=== Source passage ===

For instance, in an E-commerce platform, a product like 'Men's Leather Hiking Boots' requires hierarchical labeling such as 'Footwear'> 'Men's'> 'Hiking Boots.' Each level of the hierarchy adds a layer of classification that needs to be accurately assigned.
Medical Imaging
Identifying specific abnormalities or conditions in medical images requires expert knowledge to distinguish subtle differences.
For instance, analyzing an MRI scan to detect early signs of tumors requires expert knowledge. Subtle differences in imaging might be the only indicators of a potential issue, and distinguishing these nuances often requires a trained radiologist.
Art and Design Annotation
Annotating creative works like art or design involves subjective interpretation, which can only be achieved with human intervention.
For instance, labeling a piece of abstract art with labels like 'Modernist' or 'Cubist' involves subjective interpretation. Different people might have different perspectives on what category best describes the artwork, making consistent annotation challenging.
Legal Document Analysis
Knowledge of legal terminology and context is required to annotate legal documents.
For example, distinguishing between different types of liability clauses and their legal consequences involves a deep understanding of legal language and context.
As demonstrated, these techniques capture context, irony, and subtle distinctions that automated systems struggle to decipher. Thus, to achieve accurate and meaningful results, human judgments become inevitable.
Further, let’s examine through a comparative analysis how neglecting human-annotated datasets impacts the overall performance of machine learning models.
Data Annotation – With and Without Human Intelligence
The influence of dataset quality and completeness on AI models' performance has been reiterated now and then. Below is a comparative analysis that digs deeper and offers valuable insights into how human intervention affects the overall efficacy of AI models.

=== Data shown ===

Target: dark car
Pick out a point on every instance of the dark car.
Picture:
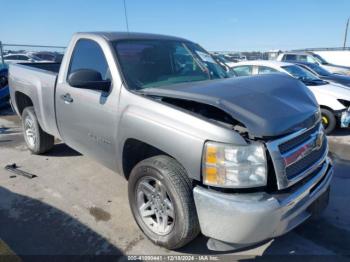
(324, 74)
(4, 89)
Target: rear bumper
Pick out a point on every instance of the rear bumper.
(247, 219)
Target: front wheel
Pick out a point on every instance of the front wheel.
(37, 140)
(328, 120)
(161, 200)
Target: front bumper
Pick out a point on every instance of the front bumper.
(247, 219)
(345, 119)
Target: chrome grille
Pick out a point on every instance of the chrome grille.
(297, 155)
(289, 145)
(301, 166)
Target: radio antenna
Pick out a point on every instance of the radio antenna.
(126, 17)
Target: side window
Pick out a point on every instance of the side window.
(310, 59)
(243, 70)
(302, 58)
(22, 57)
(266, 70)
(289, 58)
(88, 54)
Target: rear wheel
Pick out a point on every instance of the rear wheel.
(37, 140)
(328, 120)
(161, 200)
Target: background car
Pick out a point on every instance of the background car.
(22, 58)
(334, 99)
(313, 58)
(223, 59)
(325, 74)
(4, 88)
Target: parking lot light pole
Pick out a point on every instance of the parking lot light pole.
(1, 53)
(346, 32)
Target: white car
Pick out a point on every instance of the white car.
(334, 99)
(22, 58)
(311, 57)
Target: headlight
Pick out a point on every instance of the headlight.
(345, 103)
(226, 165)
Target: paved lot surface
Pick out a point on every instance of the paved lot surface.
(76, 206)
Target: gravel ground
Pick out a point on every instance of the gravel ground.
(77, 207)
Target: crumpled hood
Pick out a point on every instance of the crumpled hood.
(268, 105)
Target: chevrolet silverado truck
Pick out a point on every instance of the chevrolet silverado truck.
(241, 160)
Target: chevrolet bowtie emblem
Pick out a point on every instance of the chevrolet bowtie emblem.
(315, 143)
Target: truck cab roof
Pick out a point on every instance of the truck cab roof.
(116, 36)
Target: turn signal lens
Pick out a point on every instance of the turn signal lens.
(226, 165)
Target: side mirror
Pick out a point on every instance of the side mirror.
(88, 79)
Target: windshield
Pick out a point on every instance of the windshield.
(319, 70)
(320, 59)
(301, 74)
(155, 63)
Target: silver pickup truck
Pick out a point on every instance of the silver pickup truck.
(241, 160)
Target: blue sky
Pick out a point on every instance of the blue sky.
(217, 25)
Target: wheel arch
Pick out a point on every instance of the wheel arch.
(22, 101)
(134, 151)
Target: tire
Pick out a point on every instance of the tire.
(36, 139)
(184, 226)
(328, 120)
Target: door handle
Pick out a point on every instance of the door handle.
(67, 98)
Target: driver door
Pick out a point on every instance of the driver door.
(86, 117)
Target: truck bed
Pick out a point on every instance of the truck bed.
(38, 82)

===
=== Data shown ===

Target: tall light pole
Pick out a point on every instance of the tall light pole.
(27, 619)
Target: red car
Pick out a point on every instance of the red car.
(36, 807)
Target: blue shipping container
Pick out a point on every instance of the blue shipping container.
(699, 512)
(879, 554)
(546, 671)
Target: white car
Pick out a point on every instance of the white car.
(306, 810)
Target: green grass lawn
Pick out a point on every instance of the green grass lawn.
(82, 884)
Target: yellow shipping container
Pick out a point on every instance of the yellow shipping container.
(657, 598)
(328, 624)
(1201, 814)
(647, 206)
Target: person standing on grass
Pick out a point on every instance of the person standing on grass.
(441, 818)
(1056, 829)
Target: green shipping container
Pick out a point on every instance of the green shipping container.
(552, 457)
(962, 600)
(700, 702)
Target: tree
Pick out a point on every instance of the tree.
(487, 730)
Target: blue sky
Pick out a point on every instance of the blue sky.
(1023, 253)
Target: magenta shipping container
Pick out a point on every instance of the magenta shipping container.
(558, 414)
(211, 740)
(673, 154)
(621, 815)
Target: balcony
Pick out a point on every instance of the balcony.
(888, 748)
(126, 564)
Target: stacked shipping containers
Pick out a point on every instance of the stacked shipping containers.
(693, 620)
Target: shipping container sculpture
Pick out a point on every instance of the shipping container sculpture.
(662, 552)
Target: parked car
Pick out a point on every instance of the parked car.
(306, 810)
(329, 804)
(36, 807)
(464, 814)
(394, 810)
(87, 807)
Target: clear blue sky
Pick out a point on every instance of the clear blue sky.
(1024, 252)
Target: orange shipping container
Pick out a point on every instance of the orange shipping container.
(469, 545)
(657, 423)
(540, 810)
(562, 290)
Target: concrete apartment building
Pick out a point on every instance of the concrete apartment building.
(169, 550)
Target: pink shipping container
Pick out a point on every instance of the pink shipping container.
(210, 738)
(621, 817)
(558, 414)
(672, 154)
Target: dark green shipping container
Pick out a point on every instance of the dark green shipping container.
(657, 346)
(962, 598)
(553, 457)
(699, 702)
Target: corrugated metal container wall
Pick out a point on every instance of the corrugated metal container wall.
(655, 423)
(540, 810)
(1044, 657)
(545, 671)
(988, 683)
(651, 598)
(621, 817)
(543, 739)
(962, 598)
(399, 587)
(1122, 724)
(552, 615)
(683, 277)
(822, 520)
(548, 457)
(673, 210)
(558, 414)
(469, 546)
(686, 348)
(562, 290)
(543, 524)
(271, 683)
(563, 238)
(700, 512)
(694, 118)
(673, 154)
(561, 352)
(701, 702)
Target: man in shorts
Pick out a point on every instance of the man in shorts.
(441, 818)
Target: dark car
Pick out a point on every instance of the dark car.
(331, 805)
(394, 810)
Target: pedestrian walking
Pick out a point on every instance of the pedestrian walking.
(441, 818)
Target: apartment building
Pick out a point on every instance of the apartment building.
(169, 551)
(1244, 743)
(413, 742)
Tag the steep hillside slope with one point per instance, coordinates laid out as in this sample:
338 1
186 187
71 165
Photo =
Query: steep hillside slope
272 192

===
=== Data shown ===

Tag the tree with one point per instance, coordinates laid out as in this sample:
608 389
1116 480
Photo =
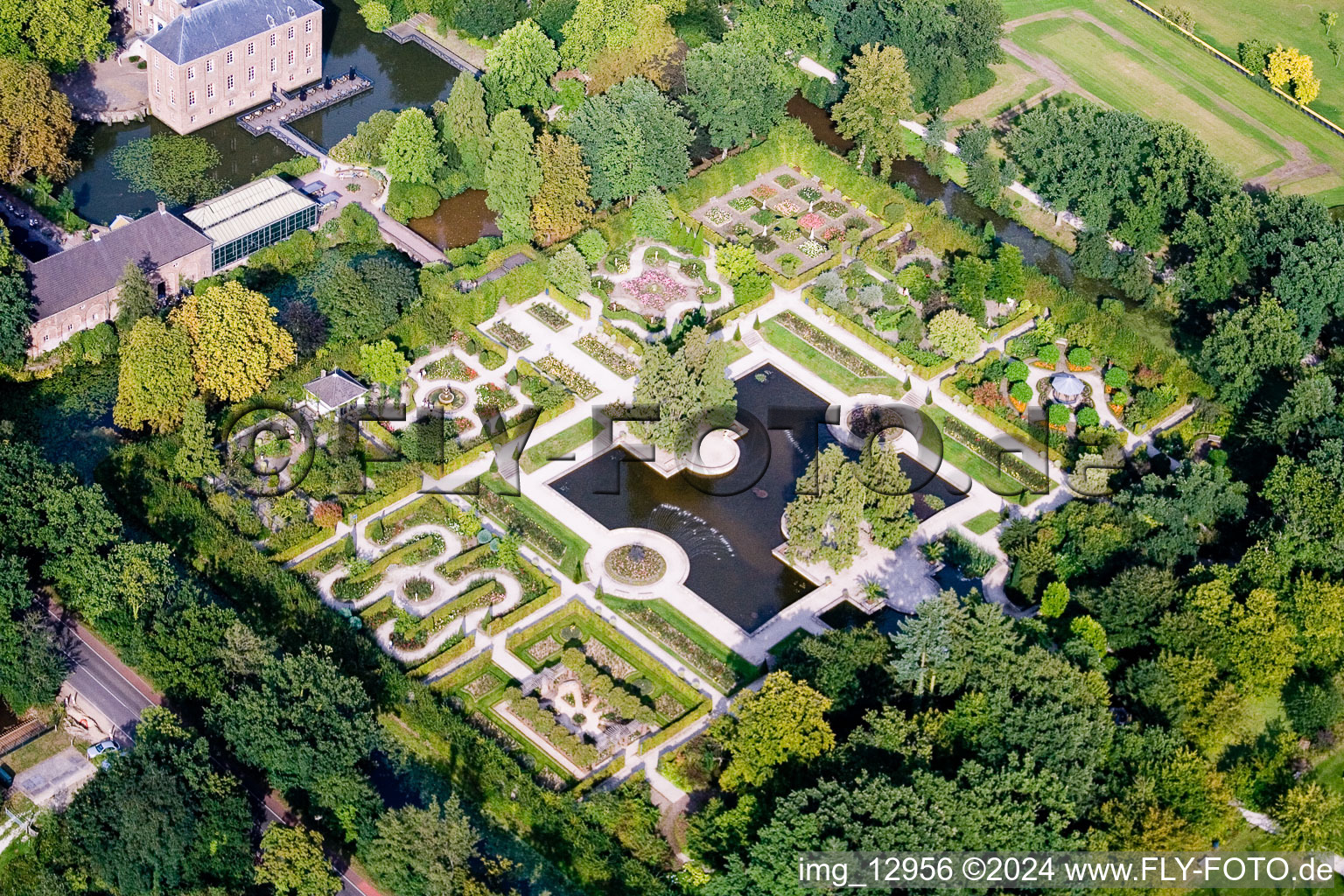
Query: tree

===

## List of tasks
• a. In the data annotation passage, why is consistent annotation of abstract art challenging? Answer in one to three sentences.
• b. Reproduce the part of the data annotation passage starting at "As demonstrated, these" and ending at "of AI models.".
• c. Answer these questions from the data annotation passage:
(i) What hierarchical labeling does the passage give for 'Men's Leather Hiking Boots'?
(ii) Who does the passage say is often required to distinguish the nuances in an MRI scan?
(iii) What kind of knowledge does the passage say is required to annotate legal documents?

## Set of answers
• a. Labeling abstract art as 'Modernist' or 'Cubist' involves subjective interpretation. Different people might have different perspectives on which category best describes the artwork, so consistent annotation is challenging.

• b.
As demonstrated, these techniques capture context, irony, and subtle distinctions that automated systems struggle to decipher. Thus, to achieve accurate and meaningful results, human judgments become inevitable.
Further, let’s examine through a comparative analysis how neglecting human-annotated datasets impacts the overall performance of machine learning models.
Data Annotation – With and Without Human Intelligence
The influence of dataset quality and completeness on AI models' performance has been reiterated now and then. Below is a comparative analysis that digs deeper and offers valuable insights into how human intervention affects the overall efficacy of AI models.

• c.
(i) 'Footwear'> 'Men's'> 'Hiking Boots.'
(ii) A trained radiologist.
(iii) Knowledge of legal terminology and context.